Nos vemos, República Dominicana!

Hola, ¿cómo estás?

In dem Land, das ich vor knapp zwei Wochen verlassen habe und das nun einige tausend Kilometer von mir entfernt liegt, gibt es in diesen Tagen eigentlich nur eine Antwort auf diese Wie-geht’s-dir-Frage und die lautet „Con calor“ (=Mit Hitze). Nach den fast täglichen, starken Regenschauern im Mai waren die immer wärmer werdenden Temperaturen in den letzten Monaten in der Dominikanischen Republik Thema so ziemlich jeder Gesprächseröffnung. Zurück im deutlich weniger sommerlichen Deutschland, wird es Zeit, euch davon zu berichten, was mich außer der Hitze in den letzten Monaten meines Freiwilligendienstes noch alles so begleitet hat.

 

1) Vom Día de las culturas bis zum ersten Adiós

Falls ihr nur hier seid, um von meinem im letzten Blog versprochenen Maispflanzen-Update vom „Día del agricultor“ (= Tag des Landwirts) zu lesen, möchte ich euch dieses natürlich nicht vorenthalten. Der Tag wurde mit den Kindern gefeiert und war gefolgt vom Tag (zum Schutz) der Erde und dem Tag des Recyclings, einer von vielen wichtigen Informationstagen in der Estancia. Ich selbst habe besonders beim „Día de la diversidad cultural“ (= Tag der kulturellen Diversität) mitgewirkt. An diesem Tag wurden die Kinder darüber aufgeklärt, dass es auf der Welt ganz viele verschiedene Kulturen und Nationalitäten gibt und dass es wichtig ist, alle gleichermaßen wertzuschätzen und zu respektieren. Ich habe den Kindern etwas über Deutschland und die „deutsche Kultur“ erzählt, ihnen einige deutsche Sätze beigebracht und ihnen – weil das so ziemlich das einzige halbwegs typisch deutsche war, das ich Ende Mai noch in den Tiefen meines Koffers fand – einen Vanillepudding gekocht. Nun, das Vorhaben hat so semi-gut geklappt, aber den Kindern hat es geschmeckt, auch wenn sie die Masse eher trinken mussten. Einem Mädchen wurde ein Dirndl angezogen, das eine Arbeitskollegin im Kostümfundus der Estancia fand. Als sie mich daraufhin fragte, ob man so etwas in Deutschland wirklich tragen würde und ich das nicht so richtig verneinen konnte, schaute sie mich stirnrunzelnd und fast ein bisschen mitleidig an – naja, es können eben nicht alle so stilbewusst sein wie die Dominikaner*innen.

-*-*-

▶ **AUFGABEN**:
**a.** Gib aus dem Textauszug den Abschnitt wörtlich wieder, der mit den Worten „In dem Land, das“ beginnt und mit „so begleitet hat.“ endet.
**b.** Fasse den Absatz des Textauszugs, der mit „Falls ihr nur hier seid“ beginnt, als knappe Stichpunktliste zusammen und behalte dabei seine wesentlichen Fakten bei.

-*-*-

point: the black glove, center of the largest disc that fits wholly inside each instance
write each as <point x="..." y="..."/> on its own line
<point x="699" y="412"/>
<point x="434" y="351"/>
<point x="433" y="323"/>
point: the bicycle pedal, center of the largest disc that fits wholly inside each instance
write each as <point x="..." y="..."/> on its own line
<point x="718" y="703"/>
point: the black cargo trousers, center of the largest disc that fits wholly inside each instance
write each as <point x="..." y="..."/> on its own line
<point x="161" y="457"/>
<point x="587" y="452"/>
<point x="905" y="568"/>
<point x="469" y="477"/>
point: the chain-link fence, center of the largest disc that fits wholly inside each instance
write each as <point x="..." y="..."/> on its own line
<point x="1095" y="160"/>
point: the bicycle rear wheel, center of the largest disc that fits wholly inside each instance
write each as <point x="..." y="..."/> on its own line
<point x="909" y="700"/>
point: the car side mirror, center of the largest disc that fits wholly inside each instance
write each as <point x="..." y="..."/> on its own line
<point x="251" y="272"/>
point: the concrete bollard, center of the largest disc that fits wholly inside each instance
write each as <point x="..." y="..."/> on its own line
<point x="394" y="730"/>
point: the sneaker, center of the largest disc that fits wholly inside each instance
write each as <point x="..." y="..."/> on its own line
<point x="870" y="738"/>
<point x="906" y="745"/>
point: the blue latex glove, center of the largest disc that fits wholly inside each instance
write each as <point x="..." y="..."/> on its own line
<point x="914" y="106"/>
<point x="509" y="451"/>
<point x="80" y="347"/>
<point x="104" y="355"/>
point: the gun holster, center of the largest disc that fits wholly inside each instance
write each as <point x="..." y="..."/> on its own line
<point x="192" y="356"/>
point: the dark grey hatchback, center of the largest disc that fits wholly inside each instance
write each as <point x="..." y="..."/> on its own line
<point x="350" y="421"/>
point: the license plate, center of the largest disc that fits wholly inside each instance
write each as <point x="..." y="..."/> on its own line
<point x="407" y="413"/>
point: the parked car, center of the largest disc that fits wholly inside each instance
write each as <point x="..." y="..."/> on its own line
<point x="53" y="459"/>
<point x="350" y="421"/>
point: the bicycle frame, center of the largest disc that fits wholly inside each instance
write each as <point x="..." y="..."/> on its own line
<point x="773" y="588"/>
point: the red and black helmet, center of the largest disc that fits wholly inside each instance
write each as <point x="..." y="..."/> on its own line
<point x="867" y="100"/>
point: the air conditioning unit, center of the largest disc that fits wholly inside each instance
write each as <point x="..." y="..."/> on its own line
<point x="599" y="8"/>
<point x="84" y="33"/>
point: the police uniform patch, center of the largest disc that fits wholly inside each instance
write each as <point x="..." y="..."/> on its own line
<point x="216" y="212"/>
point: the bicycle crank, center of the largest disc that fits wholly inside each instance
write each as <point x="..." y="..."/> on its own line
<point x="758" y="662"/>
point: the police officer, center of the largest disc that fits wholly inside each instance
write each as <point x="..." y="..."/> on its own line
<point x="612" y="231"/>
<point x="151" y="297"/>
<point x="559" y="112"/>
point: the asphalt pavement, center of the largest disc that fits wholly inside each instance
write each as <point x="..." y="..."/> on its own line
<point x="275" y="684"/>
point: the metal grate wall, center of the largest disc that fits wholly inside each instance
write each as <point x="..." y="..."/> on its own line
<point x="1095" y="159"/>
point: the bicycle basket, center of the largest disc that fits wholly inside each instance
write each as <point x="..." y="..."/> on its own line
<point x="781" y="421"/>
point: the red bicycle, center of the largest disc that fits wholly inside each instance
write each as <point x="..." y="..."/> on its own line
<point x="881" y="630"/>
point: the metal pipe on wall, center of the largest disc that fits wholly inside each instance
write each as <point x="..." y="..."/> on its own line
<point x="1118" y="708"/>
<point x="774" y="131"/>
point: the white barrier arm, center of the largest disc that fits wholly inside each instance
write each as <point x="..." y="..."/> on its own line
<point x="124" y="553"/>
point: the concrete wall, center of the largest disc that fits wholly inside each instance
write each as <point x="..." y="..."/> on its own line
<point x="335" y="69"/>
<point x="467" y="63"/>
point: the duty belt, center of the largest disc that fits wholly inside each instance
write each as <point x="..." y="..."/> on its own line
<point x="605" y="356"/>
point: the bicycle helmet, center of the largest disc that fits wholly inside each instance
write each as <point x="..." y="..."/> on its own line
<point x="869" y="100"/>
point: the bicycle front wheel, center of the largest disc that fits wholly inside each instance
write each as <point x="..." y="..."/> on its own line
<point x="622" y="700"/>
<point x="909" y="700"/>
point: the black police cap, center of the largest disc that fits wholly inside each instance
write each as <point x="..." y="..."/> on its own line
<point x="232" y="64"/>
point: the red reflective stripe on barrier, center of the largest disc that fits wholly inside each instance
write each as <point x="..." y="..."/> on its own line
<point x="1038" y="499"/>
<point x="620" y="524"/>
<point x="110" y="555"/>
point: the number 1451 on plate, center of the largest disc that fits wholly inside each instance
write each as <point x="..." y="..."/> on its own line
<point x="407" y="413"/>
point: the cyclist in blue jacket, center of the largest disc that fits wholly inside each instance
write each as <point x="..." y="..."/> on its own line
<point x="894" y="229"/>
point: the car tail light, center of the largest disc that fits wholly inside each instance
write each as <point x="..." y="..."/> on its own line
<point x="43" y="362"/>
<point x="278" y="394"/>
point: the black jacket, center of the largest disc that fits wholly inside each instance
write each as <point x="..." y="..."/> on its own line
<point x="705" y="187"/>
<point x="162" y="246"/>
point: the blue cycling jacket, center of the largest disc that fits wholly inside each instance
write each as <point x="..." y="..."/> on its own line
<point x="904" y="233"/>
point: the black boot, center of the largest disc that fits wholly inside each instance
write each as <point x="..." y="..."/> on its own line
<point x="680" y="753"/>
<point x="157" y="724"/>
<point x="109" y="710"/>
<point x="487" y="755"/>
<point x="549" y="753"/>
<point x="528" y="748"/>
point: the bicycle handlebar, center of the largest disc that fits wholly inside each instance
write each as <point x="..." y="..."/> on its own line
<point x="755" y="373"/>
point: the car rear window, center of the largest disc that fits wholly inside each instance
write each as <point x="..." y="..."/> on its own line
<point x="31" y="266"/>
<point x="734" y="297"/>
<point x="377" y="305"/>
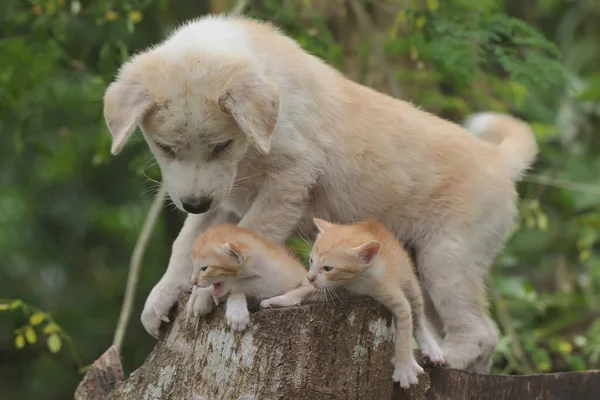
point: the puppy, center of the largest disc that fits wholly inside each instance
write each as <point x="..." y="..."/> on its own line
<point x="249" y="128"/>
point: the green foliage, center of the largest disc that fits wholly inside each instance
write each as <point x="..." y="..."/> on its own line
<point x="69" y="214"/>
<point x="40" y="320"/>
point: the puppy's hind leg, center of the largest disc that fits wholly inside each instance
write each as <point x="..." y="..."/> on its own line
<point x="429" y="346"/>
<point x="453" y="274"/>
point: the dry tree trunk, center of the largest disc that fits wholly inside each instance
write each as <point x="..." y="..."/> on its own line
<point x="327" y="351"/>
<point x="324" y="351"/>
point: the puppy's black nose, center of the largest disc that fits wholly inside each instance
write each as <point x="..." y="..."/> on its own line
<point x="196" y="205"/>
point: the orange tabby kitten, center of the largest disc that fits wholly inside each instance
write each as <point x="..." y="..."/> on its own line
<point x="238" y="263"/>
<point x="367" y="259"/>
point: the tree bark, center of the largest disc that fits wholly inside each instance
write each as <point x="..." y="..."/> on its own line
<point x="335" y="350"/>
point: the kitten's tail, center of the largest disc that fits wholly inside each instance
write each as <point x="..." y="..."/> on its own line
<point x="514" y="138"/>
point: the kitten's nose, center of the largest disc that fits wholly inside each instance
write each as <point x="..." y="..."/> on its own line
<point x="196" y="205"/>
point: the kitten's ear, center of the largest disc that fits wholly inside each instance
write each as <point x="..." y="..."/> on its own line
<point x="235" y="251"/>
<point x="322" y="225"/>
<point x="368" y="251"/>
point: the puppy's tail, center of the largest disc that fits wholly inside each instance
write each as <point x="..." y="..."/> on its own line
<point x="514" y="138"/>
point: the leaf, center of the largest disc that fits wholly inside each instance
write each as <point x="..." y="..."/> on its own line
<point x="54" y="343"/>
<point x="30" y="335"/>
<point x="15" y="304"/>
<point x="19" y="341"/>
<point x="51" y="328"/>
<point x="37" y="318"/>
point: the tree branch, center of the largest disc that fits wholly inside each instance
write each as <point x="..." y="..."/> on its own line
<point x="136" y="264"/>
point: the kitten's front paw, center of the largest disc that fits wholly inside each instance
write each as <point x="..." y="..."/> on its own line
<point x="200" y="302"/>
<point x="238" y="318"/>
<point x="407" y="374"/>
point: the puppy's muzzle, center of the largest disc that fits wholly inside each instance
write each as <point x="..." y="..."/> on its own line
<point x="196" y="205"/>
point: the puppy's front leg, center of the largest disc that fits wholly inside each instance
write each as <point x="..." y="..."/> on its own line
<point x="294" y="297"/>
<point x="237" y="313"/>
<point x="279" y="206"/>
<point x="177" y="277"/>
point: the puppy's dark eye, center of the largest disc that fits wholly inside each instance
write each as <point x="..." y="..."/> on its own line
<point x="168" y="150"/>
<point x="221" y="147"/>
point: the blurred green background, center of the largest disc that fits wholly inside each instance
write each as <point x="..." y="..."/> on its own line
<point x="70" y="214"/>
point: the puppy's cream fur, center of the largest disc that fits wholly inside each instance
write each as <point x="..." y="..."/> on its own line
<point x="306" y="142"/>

-*-*-

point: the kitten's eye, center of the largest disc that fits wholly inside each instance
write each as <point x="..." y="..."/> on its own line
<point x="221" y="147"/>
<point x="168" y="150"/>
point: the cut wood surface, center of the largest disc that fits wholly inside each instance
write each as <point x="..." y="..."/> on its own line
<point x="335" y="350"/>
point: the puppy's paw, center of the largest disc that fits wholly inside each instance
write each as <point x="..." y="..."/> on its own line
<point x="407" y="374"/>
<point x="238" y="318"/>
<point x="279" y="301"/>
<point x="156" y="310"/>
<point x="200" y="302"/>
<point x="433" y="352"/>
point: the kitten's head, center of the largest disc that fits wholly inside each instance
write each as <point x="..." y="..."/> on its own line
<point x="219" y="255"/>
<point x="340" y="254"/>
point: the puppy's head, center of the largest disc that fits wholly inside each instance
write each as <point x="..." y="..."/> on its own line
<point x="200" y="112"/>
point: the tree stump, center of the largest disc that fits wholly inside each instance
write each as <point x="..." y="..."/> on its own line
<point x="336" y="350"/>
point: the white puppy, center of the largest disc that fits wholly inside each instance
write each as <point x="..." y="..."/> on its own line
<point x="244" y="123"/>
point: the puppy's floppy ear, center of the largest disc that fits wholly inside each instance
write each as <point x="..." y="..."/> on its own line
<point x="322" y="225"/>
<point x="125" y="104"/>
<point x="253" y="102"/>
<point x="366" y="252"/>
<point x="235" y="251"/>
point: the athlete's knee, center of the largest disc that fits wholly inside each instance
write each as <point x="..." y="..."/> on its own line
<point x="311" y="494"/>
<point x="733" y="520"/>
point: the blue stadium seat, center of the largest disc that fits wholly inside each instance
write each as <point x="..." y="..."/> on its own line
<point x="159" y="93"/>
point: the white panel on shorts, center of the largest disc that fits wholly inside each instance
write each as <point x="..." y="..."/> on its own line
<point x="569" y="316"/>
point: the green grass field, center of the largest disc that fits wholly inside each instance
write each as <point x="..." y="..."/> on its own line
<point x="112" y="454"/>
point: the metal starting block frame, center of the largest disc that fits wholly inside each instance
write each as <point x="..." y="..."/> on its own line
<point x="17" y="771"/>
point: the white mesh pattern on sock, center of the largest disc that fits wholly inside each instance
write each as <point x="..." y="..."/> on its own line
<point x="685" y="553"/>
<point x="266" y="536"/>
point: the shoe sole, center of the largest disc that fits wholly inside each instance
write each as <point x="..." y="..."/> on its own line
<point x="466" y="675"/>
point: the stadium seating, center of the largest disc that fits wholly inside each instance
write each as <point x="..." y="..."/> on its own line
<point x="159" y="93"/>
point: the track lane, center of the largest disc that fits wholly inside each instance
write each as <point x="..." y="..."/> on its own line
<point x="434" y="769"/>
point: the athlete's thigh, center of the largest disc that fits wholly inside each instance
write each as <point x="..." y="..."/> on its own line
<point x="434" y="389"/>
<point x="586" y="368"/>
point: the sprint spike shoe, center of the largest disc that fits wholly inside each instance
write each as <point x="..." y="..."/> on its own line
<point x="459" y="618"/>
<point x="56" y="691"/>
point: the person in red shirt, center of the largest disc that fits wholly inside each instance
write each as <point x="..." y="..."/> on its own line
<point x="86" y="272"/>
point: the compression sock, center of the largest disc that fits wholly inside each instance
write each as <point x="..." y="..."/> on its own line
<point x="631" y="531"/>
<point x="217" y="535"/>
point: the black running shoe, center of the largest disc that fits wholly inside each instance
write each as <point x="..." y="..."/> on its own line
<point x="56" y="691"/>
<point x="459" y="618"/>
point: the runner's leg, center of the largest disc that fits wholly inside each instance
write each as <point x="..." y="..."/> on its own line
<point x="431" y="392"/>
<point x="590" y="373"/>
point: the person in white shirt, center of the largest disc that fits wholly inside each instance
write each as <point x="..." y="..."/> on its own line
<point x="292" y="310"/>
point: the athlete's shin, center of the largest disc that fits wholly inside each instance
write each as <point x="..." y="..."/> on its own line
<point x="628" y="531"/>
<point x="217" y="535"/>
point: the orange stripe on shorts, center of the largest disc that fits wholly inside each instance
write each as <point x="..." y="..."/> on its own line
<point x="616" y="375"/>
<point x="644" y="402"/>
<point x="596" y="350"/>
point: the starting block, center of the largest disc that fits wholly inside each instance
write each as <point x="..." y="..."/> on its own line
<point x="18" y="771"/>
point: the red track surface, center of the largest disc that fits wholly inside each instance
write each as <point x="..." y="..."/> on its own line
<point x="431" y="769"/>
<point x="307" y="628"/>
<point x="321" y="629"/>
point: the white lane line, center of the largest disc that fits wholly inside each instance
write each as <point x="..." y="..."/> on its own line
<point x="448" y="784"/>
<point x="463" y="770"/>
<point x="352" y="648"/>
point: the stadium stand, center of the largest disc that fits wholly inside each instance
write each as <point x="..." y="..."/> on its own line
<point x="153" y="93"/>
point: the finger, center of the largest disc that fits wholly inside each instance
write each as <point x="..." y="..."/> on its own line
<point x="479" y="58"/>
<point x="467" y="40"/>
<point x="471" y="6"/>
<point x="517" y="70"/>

-*-*-

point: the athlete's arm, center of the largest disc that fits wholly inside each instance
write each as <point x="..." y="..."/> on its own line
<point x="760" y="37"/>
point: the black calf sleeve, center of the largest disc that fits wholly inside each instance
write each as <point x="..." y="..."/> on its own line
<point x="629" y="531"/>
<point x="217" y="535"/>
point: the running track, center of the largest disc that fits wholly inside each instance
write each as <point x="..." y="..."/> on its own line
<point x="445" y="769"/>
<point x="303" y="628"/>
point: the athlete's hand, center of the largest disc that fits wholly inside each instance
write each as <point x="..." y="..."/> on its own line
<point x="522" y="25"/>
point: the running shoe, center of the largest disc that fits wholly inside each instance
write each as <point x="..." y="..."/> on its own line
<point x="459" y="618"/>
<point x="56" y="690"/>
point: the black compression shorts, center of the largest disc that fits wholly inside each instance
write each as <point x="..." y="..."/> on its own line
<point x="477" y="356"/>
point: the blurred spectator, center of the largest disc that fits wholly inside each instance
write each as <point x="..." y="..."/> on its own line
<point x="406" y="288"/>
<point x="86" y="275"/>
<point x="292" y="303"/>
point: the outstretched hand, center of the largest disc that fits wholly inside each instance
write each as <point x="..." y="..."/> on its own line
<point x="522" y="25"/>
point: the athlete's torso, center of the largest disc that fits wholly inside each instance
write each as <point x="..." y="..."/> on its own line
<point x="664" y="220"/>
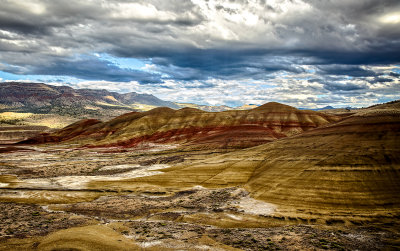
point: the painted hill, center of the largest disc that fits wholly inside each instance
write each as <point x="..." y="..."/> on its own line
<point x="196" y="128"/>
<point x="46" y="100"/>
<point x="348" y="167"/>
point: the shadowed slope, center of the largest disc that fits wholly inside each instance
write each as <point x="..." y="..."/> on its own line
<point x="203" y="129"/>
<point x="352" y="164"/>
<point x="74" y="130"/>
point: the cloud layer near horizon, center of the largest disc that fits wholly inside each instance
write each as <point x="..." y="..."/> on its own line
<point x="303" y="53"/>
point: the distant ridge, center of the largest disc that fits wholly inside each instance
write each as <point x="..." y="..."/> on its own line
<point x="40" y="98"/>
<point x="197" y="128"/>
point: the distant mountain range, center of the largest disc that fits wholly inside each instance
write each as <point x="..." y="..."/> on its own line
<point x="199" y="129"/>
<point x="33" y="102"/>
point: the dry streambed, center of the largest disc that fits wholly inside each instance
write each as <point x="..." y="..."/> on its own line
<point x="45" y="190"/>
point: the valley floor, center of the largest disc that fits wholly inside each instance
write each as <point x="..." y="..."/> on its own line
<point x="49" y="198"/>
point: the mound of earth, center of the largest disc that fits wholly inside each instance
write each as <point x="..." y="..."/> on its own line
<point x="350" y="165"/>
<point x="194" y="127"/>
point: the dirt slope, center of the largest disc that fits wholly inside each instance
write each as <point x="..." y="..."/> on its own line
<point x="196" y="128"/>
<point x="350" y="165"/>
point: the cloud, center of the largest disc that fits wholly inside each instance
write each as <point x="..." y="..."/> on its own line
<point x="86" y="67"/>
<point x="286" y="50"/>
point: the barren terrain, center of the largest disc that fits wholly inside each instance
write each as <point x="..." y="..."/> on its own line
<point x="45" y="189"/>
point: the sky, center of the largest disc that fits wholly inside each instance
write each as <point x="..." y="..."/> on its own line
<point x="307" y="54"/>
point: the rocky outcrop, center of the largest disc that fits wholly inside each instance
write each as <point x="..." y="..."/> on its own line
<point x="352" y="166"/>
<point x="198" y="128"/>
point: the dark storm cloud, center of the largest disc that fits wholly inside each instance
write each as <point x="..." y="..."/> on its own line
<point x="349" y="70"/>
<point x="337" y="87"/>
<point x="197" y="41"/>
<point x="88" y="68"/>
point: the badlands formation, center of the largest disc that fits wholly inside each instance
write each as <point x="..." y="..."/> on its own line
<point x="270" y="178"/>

-*-*-

▶ **MUSTERLÖSUNGEN**:
**a.**
In dem Land, das ich vor knapp zwei Wochen verlassen habe und das nun einige tausend Kilometer von mir entfernt liegt, gibt es in diesen Tagen eigentlich nur eine Antwort auf diese Wie-geht’s-dir-Frage und die lautet „Con calor“ (=Mit Hitze). Nach den fast täglichen, starken Regenschauern im Mai waren die immer wärmer werdenden Temperaturen in den letzten Monaten in der Dominikanischen Republik Thema so ziemlich jeder Gesprächseröffnung. Zurück im deutlich weniger sommerlichen Deutschland, wird es Zeit, euch davon zu berichten, was mich außer der Hitze in den letzten Monaten meines Freiwilligendienstes noch alles so begleitet hat.

**b.**
- Der „Día del agricultor“ wurde mit den Kindern gefeiert.
- Darauf folgten der Tag (zum Schutz) der Erde und der Tag des Recyclings, einer von vielen Informationstagen in der Estancia.
- Besonders wirkte ich beim „Día de la diversidad cultural“ mit.
- An diesem Tag lernten die Kinder, dass es viele Kulturen und Nationalitäten gibt und dass alle gleichermaßen wertzuschätzen und zu respektieren sind.
- Ich erzählte von Deutschland und der „deutschen Kultur“ und brachte den Kindern einige deutsche Sätze bei.
- Ich kochte einen Vanillepudding, weil er Ende Mai so ziemlich das einzige halbwegs typisch Deutsche in meinem Koffer war.
- Der Pudding gelang nur halb und musste eher getrunken werden, schmeckte den Kindern aber.
- Ein Mädchen bekam ein Dirndl angezogen, das eine Arbeitskollegin im Kostümfundus der Estancia gefunden hatte.
- Auf ihre Frage, ob man so etwas in Deutschland wirklich trage, konnte ich nicht richtig verneinen, worauf sie mich stirnrunzelnd und fast mitleidig ansah.